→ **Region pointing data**
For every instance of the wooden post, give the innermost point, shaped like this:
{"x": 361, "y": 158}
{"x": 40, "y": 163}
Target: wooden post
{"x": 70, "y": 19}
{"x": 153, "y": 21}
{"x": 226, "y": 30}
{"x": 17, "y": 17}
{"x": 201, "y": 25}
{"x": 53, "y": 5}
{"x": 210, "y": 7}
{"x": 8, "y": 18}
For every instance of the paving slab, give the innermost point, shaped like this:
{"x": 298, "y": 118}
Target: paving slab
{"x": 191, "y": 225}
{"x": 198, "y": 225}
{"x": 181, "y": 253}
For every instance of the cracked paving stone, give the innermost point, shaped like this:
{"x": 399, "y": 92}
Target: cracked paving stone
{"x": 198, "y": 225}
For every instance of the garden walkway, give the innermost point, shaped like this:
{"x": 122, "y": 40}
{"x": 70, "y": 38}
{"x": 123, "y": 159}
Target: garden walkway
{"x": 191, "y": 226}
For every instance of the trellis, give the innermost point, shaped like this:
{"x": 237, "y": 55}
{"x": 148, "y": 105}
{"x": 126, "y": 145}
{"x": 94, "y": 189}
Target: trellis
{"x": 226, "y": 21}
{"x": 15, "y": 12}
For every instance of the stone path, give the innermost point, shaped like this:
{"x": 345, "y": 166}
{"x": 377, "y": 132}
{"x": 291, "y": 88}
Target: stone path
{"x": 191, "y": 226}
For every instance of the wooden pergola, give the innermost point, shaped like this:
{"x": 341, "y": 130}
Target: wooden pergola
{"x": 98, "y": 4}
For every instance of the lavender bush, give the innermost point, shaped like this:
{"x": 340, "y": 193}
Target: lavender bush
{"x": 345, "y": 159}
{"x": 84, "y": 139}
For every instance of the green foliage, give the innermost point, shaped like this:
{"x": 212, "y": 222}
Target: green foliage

→ **Task details**
Say how many lines in the records include the string "foliage", giving the figure by itself.

→ **Output**
2